VOTRE TÂCHE.
Répondez aux questions suivantes à partir du texte sur Romuald Fassenet.
(a) Depuis combien d'années le chef et son épouse sont-ils installés au Château du Mont Joly ?
(b) Quel est le prénom de l'assistant autour duquel l'équipe s'est renforcée ?
(c) Sur quels deux éléments a porté le travail mené en salle ?

TEXTE DE LECTURE.
- - - -

GAULT ET MILLAU D’OR Romuald Fassenet – Château du Mont Joly 3 toques 15/20
Romuald Fassenet M.O.F est une personnalité incontournable du paysage gastronomique national. Longtemps considéré comme un trublion par sa cuisine originale et personnelle, il règne aujourd’hui, avec son épouse Catherine, sur une véritable institution qu’est ce beau château XVIIIe et ses prestations de haut niveau.”Après 13 ans installés au Château Mont Joly – notre 3ème enfant comme le dit souvent Catherine mon épouse”, mentionne Romuald FASSENET, ce trophée du Gault & Millau d’Or arrive comme une formidable cerise sur notre gâteau. Et je me dois de remercier tout d’abord, au-delà de ma femme et ma famille évidemment, toutes les équipes, actuelles ou passées, qui ont aidé à l’obtention de cette distinction, puis les producteurs et éleveurs, si fidèles et engagés à mes côtés, sans oublier bien entendu, ceux pour qui tous nos cœurs battent au quotidien, nos clients, les véritables moteurs de notre motivation à tous. Depuis deux années, avec Catherine, nous avons fait le pari d’entamer de nouveaux investissements et d’affirmer encore plus nos choix et nos valeurs. En salle, des travaux ont permis ainsi de créer une atmosphère encore plus cosy et chaleureuse, avec un travail sur la lumière et l’acoustique par exemple afin d’offrir du bien-être à nos hôtes. L’équipe s’est renforcée autour de notre fidèle assistant Christophe et, par sa bonne entente, contribue aussi à créer des instants agréables pour tous”, ajoute Romuald. “Enfin, en cuisine, je crois que, ces dernières années notamment, j’ai mis de côté les derniers doutes qui parfois m’habitaient. Ma signature est désormais parfaitement assumée qui mêle technique et rigueur, travail des jus et des sauces sur les plus belles bases de la tradition tout en allant chercher la modernité et l’innovation dans les harmonies de parfums. Le respect du produit a toujours été mon credo et, encouragé par les retours positifs des clients, j’ai trouvé un moyen de simplifier encore mon style pour le rendre plus lisible et permettre une véritable explosion des goûts” explique le Chef, Meilleur Ouvrier de France. “Aujourd’hui, j’ai la sensation que, d’une certaine manière, l’audace a payé. Cette distinction va nous permettre de continuer, investir, oser et encore évoluer je l’espère. Plus que jamais, j’ai un plaisir extraordinaire à cuisiner et recevoir, chez moi, avec ma cuisine. Que du bonheur”, conclut Romuald.

- - - -

DONNÉES ENREGISTRÉES.
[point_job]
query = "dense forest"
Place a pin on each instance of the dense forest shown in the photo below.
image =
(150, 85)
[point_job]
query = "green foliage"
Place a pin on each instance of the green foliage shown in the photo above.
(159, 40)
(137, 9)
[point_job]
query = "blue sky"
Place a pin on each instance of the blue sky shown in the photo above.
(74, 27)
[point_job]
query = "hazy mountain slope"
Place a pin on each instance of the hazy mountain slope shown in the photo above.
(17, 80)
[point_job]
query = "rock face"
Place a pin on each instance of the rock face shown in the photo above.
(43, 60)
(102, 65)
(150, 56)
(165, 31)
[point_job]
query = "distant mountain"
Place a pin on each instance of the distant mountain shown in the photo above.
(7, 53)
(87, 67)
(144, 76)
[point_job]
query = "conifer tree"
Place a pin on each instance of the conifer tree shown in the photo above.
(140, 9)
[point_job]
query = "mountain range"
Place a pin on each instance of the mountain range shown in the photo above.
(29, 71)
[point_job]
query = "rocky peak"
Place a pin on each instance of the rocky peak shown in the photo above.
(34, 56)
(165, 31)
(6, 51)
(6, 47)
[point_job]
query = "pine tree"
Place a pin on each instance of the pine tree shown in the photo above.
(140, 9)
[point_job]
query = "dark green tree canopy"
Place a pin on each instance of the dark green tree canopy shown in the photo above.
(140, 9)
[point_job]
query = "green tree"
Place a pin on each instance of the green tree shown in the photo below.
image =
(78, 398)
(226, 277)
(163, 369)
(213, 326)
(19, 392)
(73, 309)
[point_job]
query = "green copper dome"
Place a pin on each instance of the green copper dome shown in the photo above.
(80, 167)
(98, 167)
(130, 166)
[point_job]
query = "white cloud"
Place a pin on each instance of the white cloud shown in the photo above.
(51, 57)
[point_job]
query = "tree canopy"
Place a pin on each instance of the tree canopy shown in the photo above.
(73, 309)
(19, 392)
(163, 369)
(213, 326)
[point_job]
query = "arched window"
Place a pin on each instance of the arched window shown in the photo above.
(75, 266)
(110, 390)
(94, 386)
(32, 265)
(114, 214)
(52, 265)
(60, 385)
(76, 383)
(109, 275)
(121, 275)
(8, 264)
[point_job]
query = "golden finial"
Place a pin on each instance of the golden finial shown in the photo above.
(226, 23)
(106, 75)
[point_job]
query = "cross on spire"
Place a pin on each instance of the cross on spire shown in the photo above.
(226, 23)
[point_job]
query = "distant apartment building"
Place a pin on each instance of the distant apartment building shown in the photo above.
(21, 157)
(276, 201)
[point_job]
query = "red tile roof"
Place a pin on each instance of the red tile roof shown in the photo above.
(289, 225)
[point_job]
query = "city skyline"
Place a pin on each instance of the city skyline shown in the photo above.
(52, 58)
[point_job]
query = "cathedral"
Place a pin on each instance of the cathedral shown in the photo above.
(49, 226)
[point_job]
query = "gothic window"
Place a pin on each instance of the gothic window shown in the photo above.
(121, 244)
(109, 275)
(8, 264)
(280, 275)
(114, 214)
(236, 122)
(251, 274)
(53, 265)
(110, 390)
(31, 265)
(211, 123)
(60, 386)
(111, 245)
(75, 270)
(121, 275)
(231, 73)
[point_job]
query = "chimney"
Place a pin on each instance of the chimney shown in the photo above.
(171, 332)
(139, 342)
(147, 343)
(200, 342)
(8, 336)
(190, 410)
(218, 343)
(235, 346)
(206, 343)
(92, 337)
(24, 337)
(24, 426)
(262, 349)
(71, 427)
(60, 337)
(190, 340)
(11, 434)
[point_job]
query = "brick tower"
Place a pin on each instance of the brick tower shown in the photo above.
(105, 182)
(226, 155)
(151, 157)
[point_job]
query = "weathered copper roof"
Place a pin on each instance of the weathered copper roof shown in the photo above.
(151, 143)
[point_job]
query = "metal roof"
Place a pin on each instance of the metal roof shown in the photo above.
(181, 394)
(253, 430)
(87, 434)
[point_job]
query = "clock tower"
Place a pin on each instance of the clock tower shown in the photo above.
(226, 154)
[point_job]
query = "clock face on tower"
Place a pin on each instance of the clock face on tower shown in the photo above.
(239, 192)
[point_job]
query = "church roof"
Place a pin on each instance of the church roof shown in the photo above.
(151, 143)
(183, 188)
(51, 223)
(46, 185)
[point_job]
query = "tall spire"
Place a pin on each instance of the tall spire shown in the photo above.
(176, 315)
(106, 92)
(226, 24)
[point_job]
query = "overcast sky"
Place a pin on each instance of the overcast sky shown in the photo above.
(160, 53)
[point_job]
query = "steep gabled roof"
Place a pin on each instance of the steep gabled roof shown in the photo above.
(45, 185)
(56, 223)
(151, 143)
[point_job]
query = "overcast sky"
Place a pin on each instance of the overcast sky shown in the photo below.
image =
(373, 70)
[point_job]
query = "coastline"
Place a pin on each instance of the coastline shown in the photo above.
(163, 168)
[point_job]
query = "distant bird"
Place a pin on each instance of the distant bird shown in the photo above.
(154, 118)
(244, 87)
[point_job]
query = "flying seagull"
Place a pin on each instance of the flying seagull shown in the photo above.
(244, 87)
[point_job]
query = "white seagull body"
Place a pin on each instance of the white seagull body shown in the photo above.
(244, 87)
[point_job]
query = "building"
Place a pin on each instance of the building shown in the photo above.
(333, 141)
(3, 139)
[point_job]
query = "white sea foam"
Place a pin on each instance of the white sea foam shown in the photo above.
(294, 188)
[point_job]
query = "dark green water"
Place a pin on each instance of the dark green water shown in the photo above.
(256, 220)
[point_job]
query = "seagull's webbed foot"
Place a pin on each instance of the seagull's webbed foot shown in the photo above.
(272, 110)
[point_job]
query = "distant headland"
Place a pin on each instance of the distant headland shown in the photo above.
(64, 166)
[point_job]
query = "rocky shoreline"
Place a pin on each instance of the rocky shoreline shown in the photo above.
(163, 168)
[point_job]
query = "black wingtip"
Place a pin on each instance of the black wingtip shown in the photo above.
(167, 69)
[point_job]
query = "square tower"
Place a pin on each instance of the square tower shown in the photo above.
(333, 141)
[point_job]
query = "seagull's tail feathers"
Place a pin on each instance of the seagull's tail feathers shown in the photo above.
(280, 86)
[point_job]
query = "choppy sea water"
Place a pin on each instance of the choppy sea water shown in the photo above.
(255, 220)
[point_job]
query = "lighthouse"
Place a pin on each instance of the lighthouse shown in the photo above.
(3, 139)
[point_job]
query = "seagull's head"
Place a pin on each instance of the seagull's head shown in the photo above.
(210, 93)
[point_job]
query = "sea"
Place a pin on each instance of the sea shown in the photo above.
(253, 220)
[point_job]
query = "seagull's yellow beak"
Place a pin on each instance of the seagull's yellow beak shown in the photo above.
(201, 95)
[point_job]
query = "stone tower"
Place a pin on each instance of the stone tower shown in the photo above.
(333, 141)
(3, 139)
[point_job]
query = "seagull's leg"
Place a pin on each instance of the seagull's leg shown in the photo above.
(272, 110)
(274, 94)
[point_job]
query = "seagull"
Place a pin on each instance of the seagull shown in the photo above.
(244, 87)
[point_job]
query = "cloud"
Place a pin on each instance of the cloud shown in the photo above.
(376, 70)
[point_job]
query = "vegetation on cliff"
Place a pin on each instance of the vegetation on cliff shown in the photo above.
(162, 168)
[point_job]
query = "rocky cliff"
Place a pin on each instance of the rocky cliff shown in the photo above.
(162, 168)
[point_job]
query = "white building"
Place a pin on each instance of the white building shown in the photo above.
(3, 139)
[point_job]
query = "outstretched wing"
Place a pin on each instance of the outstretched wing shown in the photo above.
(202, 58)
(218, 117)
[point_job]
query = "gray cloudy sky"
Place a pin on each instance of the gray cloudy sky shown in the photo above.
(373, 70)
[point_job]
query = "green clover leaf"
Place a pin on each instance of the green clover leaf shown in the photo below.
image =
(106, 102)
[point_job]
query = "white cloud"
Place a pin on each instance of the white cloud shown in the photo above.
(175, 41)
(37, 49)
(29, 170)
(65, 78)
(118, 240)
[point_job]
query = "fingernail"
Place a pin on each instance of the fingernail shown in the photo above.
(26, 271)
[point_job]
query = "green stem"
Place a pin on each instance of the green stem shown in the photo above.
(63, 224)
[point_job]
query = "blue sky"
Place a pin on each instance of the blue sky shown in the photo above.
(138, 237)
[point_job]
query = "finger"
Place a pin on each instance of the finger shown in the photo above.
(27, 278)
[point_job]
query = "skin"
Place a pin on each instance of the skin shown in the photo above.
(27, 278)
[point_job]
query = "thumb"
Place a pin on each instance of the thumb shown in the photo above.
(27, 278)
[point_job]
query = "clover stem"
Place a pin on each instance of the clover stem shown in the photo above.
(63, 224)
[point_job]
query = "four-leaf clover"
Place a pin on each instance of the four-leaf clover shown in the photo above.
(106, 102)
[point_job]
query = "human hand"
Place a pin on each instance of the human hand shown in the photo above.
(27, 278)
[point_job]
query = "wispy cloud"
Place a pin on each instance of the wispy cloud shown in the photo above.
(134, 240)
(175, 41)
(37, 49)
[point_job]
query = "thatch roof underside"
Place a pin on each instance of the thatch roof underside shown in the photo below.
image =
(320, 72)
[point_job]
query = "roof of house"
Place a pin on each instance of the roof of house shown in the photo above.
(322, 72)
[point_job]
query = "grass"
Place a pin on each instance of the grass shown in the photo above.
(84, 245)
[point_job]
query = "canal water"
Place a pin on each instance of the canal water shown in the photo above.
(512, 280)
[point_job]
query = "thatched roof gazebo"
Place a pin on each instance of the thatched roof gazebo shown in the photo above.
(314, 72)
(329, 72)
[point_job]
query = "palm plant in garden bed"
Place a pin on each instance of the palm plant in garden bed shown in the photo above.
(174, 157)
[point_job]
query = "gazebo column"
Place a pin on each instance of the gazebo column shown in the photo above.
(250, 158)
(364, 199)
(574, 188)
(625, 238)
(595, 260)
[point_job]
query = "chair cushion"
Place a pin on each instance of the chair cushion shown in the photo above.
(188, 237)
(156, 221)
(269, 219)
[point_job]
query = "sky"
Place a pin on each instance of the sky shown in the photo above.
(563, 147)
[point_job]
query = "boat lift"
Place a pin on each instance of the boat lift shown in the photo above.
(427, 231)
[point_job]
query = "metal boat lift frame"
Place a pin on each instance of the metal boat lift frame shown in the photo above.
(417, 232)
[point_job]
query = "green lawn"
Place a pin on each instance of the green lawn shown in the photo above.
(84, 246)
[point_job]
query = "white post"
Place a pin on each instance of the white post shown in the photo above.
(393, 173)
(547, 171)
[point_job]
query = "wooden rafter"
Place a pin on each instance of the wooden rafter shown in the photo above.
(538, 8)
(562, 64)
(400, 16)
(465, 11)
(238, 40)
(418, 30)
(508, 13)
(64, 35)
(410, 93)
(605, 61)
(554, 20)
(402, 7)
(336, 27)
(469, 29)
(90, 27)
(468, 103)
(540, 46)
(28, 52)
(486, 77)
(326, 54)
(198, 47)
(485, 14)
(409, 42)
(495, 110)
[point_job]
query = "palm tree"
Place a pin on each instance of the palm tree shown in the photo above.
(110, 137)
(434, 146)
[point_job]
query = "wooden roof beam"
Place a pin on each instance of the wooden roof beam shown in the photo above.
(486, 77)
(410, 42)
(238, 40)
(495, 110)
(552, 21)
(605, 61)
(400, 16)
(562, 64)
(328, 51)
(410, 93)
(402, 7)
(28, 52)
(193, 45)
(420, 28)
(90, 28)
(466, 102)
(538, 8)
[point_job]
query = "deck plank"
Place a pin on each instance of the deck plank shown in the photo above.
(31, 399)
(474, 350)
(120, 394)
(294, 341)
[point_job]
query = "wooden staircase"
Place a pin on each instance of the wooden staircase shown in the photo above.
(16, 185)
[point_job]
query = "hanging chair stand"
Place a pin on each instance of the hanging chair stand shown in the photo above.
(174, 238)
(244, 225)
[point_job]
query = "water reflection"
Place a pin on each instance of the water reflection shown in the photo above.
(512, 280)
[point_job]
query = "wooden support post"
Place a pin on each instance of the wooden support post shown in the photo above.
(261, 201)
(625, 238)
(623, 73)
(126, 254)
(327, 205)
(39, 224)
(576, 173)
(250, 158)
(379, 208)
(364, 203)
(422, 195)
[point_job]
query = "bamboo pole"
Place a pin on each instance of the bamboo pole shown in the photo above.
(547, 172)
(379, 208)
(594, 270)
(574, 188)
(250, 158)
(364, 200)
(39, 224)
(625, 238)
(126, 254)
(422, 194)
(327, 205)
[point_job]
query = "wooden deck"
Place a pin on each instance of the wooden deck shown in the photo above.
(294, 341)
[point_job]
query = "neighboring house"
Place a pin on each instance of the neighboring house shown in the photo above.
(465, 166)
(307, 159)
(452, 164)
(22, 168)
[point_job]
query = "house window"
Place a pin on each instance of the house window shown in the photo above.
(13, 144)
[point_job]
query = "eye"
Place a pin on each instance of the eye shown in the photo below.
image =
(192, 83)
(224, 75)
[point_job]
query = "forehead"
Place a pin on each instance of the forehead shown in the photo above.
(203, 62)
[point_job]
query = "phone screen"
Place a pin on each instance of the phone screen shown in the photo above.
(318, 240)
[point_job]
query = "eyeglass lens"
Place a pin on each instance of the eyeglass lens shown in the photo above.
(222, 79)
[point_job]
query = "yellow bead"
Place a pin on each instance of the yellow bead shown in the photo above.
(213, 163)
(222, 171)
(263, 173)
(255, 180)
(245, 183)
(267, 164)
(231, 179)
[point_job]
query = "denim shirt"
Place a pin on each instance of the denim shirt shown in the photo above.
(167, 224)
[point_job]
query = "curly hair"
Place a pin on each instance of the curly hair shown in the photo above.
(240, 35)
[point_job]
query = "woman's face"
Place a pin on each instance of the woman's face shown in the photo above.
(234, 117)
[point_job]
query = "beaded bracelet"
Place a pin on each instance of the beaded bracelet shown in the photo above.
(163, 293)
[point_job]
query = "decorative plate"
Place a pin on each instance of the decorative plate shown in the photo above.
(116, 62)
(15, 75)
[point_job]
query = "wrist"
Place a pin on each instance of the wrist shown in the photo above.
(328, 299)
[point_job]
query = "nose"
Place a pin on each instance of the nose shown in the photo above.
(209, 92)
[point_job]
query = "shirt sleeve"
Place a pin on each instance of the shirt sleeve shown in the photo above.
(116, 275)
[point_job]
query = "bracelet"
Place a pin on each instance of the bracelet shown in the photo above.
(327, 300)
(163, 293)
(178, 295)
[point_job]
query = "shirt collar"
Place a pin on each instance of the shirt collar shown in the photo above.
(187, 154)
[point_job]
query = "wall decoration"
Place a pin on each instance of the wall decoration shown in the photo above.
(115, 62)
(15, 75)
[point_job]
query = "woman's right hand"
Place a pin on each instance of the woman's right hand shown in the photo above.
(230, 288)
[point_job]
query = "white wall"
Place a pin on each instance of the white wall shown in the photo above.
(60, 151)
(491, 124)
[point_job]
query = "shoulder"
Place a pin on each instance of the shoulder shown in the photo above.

- - - -

EXERCICE CORRIGÉ.
(a) Ils y sont installés depuis 13 ans.
(b) L'assistant s'appelle Christophe.
(c) Le travail a porté sur la lumière et l'acoustique.